**Görevin amacı**. Yunanistan ile Türkiye'yi karşılaştıran yazıda "Bu tablo aslında" ifadesinden "Euro seviyelerinde sürünmektedir." ifadesine kadar uzanan kısmı, "mühim" yerine "önemli" koyarak yeniden yazın.

+++ Metin parçası

—Dünden Devam—
Yunanistan’da son 25-30 yılda Avrupaî pahalılıkta bir hayat tarzına teşvik edilen bir toplum üretilmeye çalışılsa da ekonomik çarklar ve sistemler köklü Avrupa ülkeleri kadar güçlü olmadığından bu sistem dahi işe yaramamıştır.
Bu tablo aslında Türkiye için de mühim bir örneklik teşkil etmektedir. Ekonomimizin güçlü Avrupa ülkeleri kadar sağlam temellere dayanmadığı, üretim ve sanayi sistemlerimizin onlar kadar güçlü olmadığını düşünecek olursak, zaruretlerin haricinde bize dayatılan lüks hayata olan meylimizi bir kez daha sorgulamamız gerektiği ortaya çıkmaktadır. Nitekim Türkiye’de işsizlik Yunanistan’da olandan daha fazla, fakirlik ve millî gelir rakamları ise neredeyse yarı yarıya oranından daha kötü durumdadır. Üstelik Yunanistan’da asgarî ücret, 650 Euro civarında iken Türkiye’de bu rakam hâlâ 300 Euro seviyelerinde sürünmektedir.
BİZE DE DERS OLMALI
70 milyonluk nüfusumuzu da bu ülkeyle kıyaslayacak olursak gençlik hareketlerine ve isyanlarına daha münasip bir buhran içinde olduğumuzu söyleyebiliriz. Lâkin Yunanistan’daki gençlik hareketleri ve anarşik faaliyetler Türkiye’dekinden daha organizedir. Zira orada cunta yönetimlerine karşı isyan etmiş bir halk kültürü mevcuttur. Bizde ise defalarca darbe ile devrilen demokrasimizi savunmak için bir avuç insan bile sokaklara dökülmemiştir. Yunanistan’da polis kurşunu ile bir gencin öldürülmesinin protesto edilmesi halk tarafından da desteklenir, ancak Türkiye’de son 20 yılda onlarca insanın şaibeli ve şüpheli bir şekilde öldürülmesi, faili meçhullere kurban edilmesi normal karşılanır. Hatta “kurşun atan da yiyen de” kahraman ilân edilir, göklere çıkarılır. Bugün Yunanistan’da sadece örgütlenmiş Anarşist sayısı 6 bin 7 bin civarındadır. Bunlara diğer sol görüşlü örgütlenmeleri de ekleyecek olursanız ve bunu Türkiye’nin nüfus farkıyla da kıyaslayacak olursanız anarşik sol cereyanların bu ülkede çok daha fazla üst düzeyde geliştiğini rahatlıkla görebilirsiniz.

++++++
+++ Veriler

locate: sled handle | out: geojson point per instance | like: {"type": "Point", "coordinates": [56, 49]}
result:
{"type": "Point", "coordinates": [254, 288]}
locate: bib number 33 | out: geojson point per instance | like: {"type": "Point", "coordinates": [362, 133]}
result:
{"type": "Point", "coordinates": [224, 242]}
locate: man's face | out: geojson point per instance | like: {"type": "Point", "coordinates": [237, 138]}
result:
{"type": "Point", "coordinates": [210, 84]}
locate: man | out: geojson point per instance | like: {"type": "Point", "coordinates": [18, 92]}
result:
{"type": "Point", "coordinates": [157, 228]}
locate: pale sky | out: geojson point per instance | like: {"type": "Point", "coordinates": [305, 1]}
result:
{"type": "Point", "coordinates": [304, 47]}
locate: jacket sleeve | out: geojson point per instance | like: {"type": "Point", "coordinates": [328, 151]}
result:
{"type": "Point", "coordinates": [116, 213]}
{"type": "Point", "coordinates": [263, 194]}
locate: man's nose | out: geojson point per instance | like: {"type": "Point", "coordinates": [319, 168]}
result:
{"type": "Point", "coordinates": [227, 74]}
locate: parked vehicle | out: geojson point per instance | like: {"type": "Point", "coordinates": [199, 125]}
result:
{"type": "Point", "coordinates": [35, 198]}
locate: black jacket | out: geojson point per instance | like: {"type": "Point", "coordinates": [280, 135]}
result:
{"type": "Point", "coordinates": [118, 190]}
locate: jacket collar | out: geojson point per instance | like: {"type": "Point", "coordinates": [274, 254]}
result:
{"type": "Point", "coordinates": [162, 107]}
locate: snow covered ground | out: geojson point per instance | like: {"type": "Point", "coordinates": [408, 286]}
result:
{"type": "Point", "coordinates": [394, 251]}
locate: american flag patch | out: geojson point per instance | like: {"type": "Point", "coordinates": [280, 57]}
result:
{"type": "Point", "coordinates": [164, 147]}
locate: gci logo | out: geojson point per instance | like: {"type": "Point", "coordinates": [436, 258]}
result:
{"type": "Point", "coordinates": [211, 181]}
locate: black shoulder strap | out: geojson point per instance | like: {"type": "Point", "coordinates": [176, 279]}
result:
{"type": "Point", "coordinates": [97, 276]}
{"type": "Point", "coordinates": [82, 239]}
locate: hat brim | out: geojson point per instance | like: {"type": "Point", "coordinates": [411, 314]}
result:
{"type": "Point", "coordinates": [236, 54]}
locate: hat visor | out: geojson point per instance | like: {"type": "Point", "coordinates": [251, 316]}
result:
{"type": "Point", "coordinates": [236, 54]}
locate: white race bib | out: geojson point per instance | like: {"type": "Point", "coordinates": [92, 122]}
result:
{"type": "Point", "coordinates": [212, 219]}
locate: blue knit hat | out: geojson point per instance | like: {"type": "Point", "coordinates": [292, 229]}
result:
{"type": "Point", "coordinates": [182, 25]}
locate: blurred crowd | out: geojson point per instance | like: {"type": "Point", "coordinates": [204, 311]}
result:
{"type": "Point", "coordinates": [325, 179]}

++++++

**Görevin yanıtı**.
Bu tablo aslında Türkiye için de önemli bir örneklik teşkil etmektedir. Ekonomimizin güçlü Avrupa ülkeleri kadar sağlam temellere dayanmadığı, üretim ve sanayi sistemlerimizin onlar kadar güçlü olmadığını düşünecek olursak, zaruretlerin haricinde bize dayatılan lüks hayata olan meylimizi bir kez daha sorgulamamız gerektiği ortaya çıkmaktadır. Nitekim Türkiye’de işsizlik Yunanistan’da olandan daha fazla, fakirlik ve millî gelir rakamları ise neredeyse yarı yarıya oranından daha kötü durumdadır. Üstelik Yunanistan’da asgarî ücret, 650 Euro civarında iken Türkiye’de bu rakam hâlâ 300 Euro seviyelerinde sürünmektedir.